“伊勢の衣縫”の浪漫を想い、綿ごこちを楽しむ。
わが国に「綿」という新しい繊維がもたらされたのは、室町時代といわれる。記録の上では、三河の国で最初に綿が栽培されたとなっている。この三河と海を挟んだ伊勢平野でも、相次いで綿づくりが始まった。
一方、五世紀の後半に大陸から紡織の技術を持った集団が渡来。その一部は吉野川をさかのぼり、伊勢に定住。やがて“伊勢の衣縫い(きぬぬい)”と呼ばれ、中央政府から公認されるほどの大きな職能集団に成長していた。
この伊勢の衣縫たちと、栽培が始まった木綿が出会い、さらにこの地の豪商たちの才覚も加わり、松坂木綿の名は高く後世に残っていくのである。
正徳二年(1712年)刊行の百科辞典「和漢三才図会」の木綿の項には「勢州松坂を上とす、河州、接州これに次ぐ」とランク付けされていることからも、この松坂木綿の質的内容は高かったようである。
この伝統を受け継ぎ、松坂の「もめん」は今も健在。最高級の綿織物として高い評価を受けている。
この松坂もめんを使用した作務衣が、この「松坂木綿作務衣」。伊勢の衣縫たちの浪漫を想い、高級木綿の着心地の良さをたっぷり満喫して頂きたい。
武州正藍染羽織
ちょっとこだわって拒み続けてきた、あの“武州”の羽織がいよいよ発表。
作ろうと思えば、いつでも作れました。実際に、“古き佳き作務衣を現代に甦えらせたい”という目的に沿って、記念すべき「武州正藍染作務衣」が産声を上げた時も同時に試作品としてこの羽織も出来上がっていたのです。
それなのに、当会が今まで、この「武州正藍染羽織」を世に出さなかったのには次のような理由があります。
+ + + + + + +
# [練習課題]
課題文の「一方、五世紀の後半に大陸から」から「として高い評価を受けている。」までを、末尾の語句も含めて書き写しなさい。その際、「豪商」を「商人」に改めること。 ここでは資料は一切用いません。

# [与えられた資料]
+ + + + + + +
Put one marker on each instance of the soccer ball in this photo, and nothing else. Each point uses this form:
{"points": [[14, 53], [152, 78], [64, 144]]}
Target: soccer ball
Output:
+ + + + + + +
# [課題の解答]
一方、五世紀の後半に大陸から紡織の技術を持った集団が渡来。その一部は吉野川をさかのぼり、伊勢に定住。やがて“伊勢の衣縫い(きぬぬい)”と呼ばれ、中央政府から公認されるほどの大きな職能集団に成長していた。
この伊勢の衣縫たちと、栽培が始まった木綿が出会い、さらにこの地の商人たちの才覚も加わり、松坂木綿の名は高く後世に残っていくのである。
正徳二年(1712年)刊行の百科辞典「和漢三才図会」の木綿の項には「勢州松坂を上とす、河州、接州これに次ぐ」とランク付けされていることからも、この松坂木綿の質的内容は高かったようである。
この伝統を受け継ぎ、松坂の「もめん」は今も健在。最高級の綿織物として高い評価を受けている。